### GOAL OF THE EXERCISE
Print out the material that follows word for word.

* begin EXCERPTED RECORDS *

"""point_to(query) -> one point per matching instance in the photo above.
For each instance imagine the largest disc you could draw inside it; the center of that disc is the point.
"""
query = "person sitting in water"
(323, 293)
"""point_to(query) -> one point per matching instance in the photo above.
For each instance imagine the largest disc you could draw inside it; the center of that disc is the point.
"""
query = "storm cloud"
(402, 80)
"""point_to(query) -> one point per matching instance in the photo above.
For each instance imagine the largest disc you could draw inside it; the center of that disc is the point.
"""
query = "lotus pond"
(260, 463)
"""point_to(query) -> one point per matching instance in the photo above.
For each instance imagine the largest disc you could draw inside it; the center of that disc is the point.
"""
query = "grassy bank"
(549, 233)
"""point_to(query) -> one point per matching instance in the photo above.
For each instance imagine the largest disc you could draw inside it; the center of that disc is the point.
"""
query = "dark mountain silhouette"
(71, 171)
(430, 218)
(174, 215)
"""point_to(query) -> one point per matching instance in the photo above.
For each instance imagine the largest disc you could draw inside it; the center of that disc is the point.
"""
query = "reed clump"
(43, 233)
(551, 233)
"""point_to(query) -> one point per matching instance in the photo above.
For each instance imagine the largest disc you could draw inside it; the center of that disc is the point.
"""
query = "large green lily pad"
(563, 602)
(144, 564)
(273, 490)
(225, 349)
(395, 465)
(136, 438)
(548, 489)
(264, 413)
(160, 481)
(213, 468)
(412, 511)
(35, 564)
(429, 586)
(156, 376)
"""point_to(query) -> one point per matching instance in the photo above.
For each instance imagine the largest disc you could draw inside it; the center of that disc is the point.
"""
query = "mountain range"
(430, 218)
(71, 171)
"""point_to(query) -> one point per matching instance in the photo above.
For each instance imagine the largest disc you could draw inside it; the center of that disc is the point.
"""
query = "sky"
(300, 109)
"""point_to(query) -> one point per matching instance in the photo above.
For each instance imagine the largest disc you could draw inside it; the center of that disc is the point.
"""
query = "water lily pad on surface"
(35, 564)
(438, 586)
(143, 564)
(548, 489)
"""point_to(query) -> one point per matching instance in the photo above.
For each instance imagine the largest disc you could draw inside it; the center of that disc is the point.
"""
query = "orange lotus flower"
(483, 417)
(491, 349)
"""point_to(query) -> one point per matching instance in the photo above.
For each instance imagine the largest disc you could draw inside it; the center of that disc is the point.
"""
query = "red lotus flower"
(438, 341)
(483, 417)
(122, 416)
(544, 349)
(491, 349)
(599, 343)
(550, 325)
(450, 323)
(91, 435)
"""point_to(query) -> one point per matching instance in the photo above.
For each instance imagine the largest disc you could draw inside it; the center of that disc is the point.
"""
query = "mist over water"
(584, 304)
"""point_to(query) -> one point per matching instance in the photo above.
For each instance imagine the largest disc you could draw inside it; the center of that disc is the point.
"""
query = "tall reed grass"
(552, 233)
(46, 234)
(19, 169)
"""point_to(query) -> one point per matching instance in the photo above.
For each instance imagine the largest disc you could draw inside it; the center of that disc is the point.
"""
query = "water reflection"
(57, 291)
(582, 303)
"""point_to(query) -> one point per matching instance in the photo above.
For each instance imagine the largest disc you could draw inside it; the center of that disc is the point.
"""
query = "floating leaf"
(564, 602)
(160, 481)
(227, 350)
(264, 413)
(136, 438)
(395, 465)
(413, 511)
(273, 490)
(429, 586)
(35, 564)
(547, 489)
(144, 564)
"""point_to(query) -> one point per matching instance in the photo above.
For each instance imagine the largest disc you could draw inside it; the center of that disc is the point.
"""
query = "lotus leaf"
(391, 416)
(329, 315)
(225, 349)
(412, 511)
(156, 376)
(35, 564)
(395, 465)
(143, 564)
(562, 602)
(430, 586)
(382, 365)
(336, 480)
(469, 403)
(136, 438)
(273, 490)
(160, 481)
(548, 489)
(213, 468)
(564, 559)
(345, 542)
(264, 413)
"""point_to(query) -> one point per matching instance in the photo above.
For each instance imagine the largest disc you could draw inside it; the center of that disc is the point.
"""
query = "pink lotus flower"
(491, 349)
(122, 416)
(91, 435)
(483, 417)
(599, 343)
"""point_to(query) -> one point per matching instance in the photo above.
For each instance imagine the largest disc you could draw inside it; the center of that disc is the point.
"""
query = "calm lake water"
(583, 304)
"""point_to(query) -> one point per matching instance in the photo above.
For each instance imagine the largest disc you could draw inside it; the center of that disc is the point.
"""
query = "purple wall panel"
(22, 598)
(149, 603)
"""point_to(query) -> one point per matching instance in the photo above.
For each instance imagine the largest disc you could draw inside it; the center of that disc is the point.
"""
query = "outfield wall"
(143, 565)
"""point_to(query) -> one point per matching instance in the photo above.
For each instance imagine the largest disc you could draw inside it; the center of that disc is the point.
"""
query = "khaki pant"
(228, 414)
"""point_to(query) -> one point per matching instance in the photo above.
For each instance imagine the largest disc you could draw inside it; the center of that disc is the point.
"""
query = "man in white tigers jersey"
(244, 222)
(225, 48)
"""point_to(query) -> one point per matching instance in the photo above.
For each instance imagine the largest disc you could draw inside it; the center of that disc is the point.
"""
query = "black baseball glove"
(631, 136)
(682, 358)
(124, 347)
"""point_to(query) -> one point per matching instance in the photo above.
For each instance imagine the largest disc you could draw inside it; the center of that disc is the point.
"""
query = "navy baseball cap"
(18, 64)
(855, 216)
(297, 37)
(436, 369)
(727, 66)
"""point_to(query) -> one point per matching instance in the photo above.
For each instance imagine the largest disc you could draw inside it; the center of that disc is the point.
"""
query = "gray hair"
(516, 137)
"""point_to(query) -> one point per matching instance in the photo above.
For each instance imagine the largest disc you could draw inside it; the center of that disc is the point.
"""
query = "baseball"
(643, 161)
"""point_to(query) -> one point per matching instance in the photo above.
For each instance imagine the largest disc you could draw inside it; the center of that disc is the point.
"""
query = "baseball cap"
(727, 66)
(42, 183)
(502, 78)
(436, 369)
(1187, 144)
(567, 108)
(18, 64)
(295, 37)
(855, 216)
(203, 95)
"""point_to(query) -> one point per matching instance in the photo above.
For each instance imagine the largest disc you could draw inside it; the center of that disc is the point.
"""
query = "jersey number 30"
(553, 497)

* end EXCERPTED RECORDS *

### THE SOLUTION
"""point_to(query) -> one point per matching instance in the photo above.
For each instance imagine the largest disc you could draw inside it; the center of that disc is the point.
"""
query = "person sitting in water"
(323, 293)
"""point_to(query) -> one point per matching instance in the photo above.
For each instance imagine the largest disc you could draw inside it; the center of that disc is the point.
"""
query = "storm cloud"
(402, 80)
"""point_to(query) -> one point per matching instance in the photo above.
For each instance imagine the largest disc you could draw inside it; the center of that disc is the point.
"""
query = "lotus pond"
(260, 463)
"""point_to(query) -> one point per matching instance in the photo above.
For each instance imagine the largest disc you could draw inside it; the center of that disc is the point.
"""
query = "grassy bank"
(549, 233)
"""point_to(query) -> one point per matching instance in the photo above.
For each instance imagine the largest disc you could draw inside it; the center of that disc is the point.
"""
query = "dark mountain silhouette"
(71, 171)
(430, 218)
(174, 215)
"""point_to(query) -> one point per matching instance in the photo above.
For each instance imagine the largest disc you could draw inside it; the center of that disc is the point.
"""
query = "reed clump"
(43, 233)
(551, 233)
"""point_to(query) -> one point per matching instance in the photo above.
For each instance imagine the largest disc you could draw inside it; the center of that disc is the point.
"""
query = "large green lily pad"
(563, 602)
(144, 564)
(273, 490)
(225, 349)
(395, 465)
(136, 438)
(548, 489)
(264, 413)
(160, 481)
(213, 468)
(412, 511)
(35, 564)
(429, 586)
(156, 376)
"""point_to(query) -> one point per matching instance in the photo above.
For each instance imagine the largest disc you could draw inside it; the center of that disc is the point.
"""
query = "mountain range"
(430, 218)
(71, 171)
"""point_to(query) -> one point per matching instance in the photo above.
For each instance imagine the largest disc you could draw inside it; the center of that disc is the point.
"""
query = "sky"
(300, 109)
"""point_to(query) -> one point per matching instance in the photo above.
For each instance imagine the largest disc you could draw inside it; the center of that disc is the point.
"""
query = "water lily pad on surface"
(35, 564)
(438, 586)
(143, 564)
(548, 489)
"""point_to(query) -> one point per matching instance in the photo above.
For each instance imagine the largest disc you could draw inside it; the center of that disc is the point.
"""
query = "orange lotus flower"
(483, 417)
(491, 349)
"""point_to(query) -> one point per matching instance in the photo above.
For each instance imagine the largest disc you could draw inside it; the center of that disc is the point.
"""
query = "red lotus flower"
(438, 341)
(483, 417)
(122, 416)
(544, 349)
(491, 349)
(599, 343)
(550, 325)
(450, 323)
(91, 435)
"""point_to(query) -> one point per matching instance in the photo above.
For each instance imagine the largest disc you could draw inside it; the center of that disc is the point.
"""
query = "mist over water"
(584, 304)
"""point_to(query) -> one point per matching instance in the photo above.
For each instance imagine the largest disc you could draw inside it; the center of that disc is the point.
"""
query = "tall reed grass"
(552, 233)
(46, 234)
(19, 169)
"""point_to(query) -> one point per matching instance in the photo above.
For each instance imagine the largest disc you could draw inside it; the center of that disc is the point.
"""
query = "water reflection"
(57, 291)
(582, 303)
"""point_to(query) -> one point per matching instance in the photo above.
For each instance imagine the largest disc you could draw inside it; the center of that disc is the point.
"""
query = "floating leaf"
(564, 602)
(160, 481)
(227, 350)
(264, 413)
(136, 438)
(395, 465)
(413, 511)
(273, 490)
(429, 586)
(35, 564)
(547, 489)
(144, 564)
"""point_to(query) -> one point per matching instance in the photo above.
For each instance imagine the largest disc you could draw inside it; the center of that disc is the point.
"""
query = "lotus leaf"
(391, 416)
(329, 315)
(225, 349)
(412, 511)
(156, 376)
(35, 564)
(395, 465)
(143, 564)
(562, 602)
(430, 586)
(382, 365)
(336, 480)
(469, 403)
(136, 438)
(273, 490)
(160, 481)
(548, 489)
(213, 468)
(564, 559)
(345, 542)
(264, 413)
"""point_to(query) -> one point per matching instance in the photo above.
For each instance imagine the largest disc you could draw inside it; the center of that disc is the point.
"""
query = "pink lotus flower"
(491, 349)
(122, 416)
(91, 435)
(483, 417)
(599, 343)
"""point_to(query) -> one point per matching instance in the photo above.
For each instance imagine the largest disc you could draw inside it; the center of that disc is the point.
"""
query = "calm lake water"
(583, 304)
"""point_to(query) -> one point per matching instance in the photo above.
For each instance imagine the largest disc you could draw inside it; the center of that disc is the point.
"""
query = "purple wall panel"
(22, 598)
(149, 603)
"""point_to(query) -> one point per matching instance in the photo above.
For each instance imagine the largest disc you could draw inside it; the center of that disc is the point.
"""
query = "outfield wall"
(143, 565)
"""point_to(query) -> one point per matching instance in the photo above.
For each instance imagine the largest disc you could draw inside it; the center of that disc is the point.
"""
query = "khaki pant"
(228, 414)
"""point_to(query) -> one point per matching instance in the photo above.
For each instance imagine the largest disc you could draw inside it; the center of that disc is the point.
"""
query = "man in white tigers jersey"
(244, 222)
(225, 48)
"""point_to(query) -> one point per matching instance in the photo above.
For each instance imagine the largest disc you could draw inside it; the center of that disc is the point.
"""
query = "black baseball glove"
(631, 136)
(682, 358)
(124, 347)
"""point_to(query) -> one point per matching instance in the photo above.
For each instance imagine the largest disc you could draw inside it; the center of that disc is the point.
"""
query = "navy baseball cap"
(18, 64)
(855, 216)
(297, 37)
(436, 369)
(727, 66)
"""point_to(query) -> one point per matching instance in the photo above.
For each instance imagine the largest disc you could draw inside it; the center of that disc is the point.
"""
query = "gray hair"
(516, 137)
"""point_to(query) -> one point per matching instance in the photo above.
For each instance imagine the largest disc you could draw inside it; the center of that disc is the point.
"""
query = "baseball"
(643, 161)
"""point_to(query) -> one point per matching instance in the photo above.
For each instance imagine the largest disc you could draw inside it; the center of that disc is the point.
"""
query = "baseball cap"
(727, 66)
(42, 183)
(502, 78)
(436, 369)
(1187, 144)
(567, 108)
(18, 64)
(295, 37)
(855, 216)
(203, 95)
"""point_to(query) -> one point per matching instance in the photo above.
For each instance imagine the largest disc you could draw inside it; the center of that disc is the point.
"""
query = "jersey number 30"
(553, 497)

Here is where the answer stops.